# Task material
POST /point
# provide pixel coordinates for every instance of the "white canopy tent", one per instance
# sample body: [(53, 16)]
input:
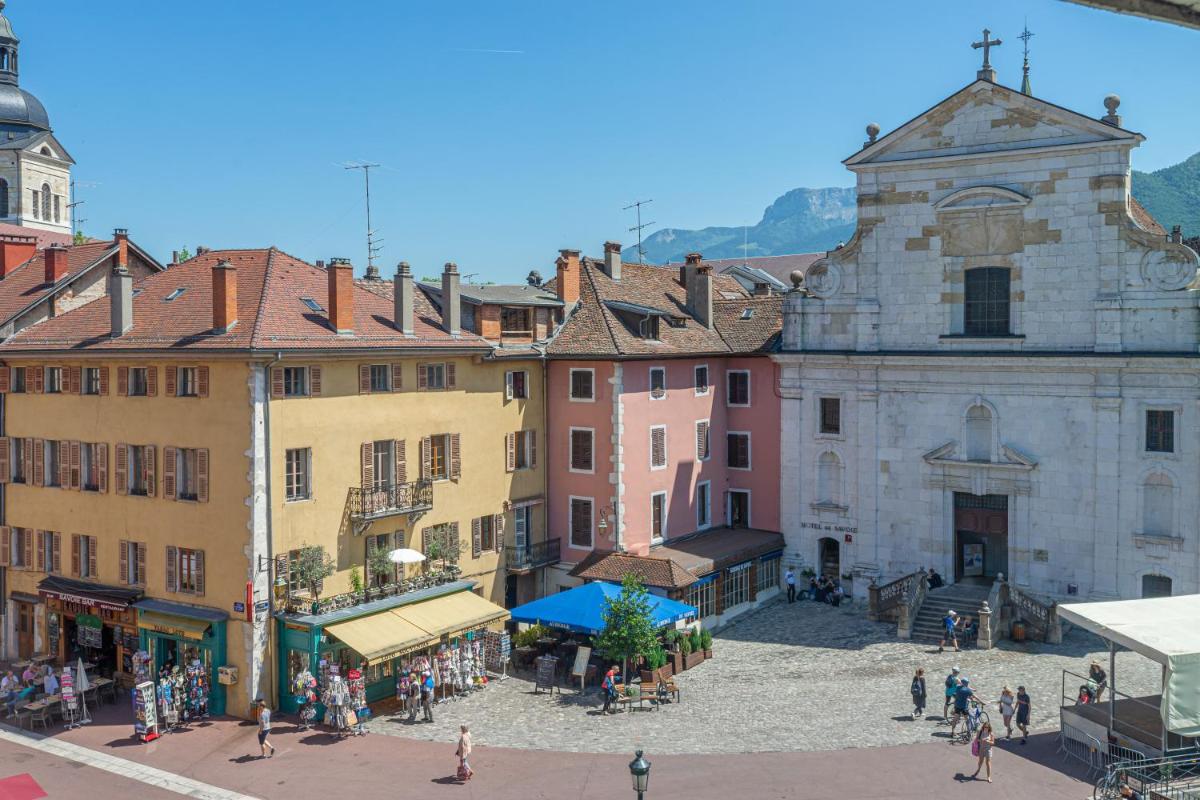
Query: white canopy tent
[(1165, 630)]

# Work required
An exact transcription is needed, covering the line with "# provide pixel" and every line after it to the end of the entries, but not the pictures.

# Answer for this exercise
# provide pixel coordinates for every instance of the "white canopy tent", one per instance
# sample body: [(53, 16)]
input:
Query: white canopy tent
[(1165, 630)]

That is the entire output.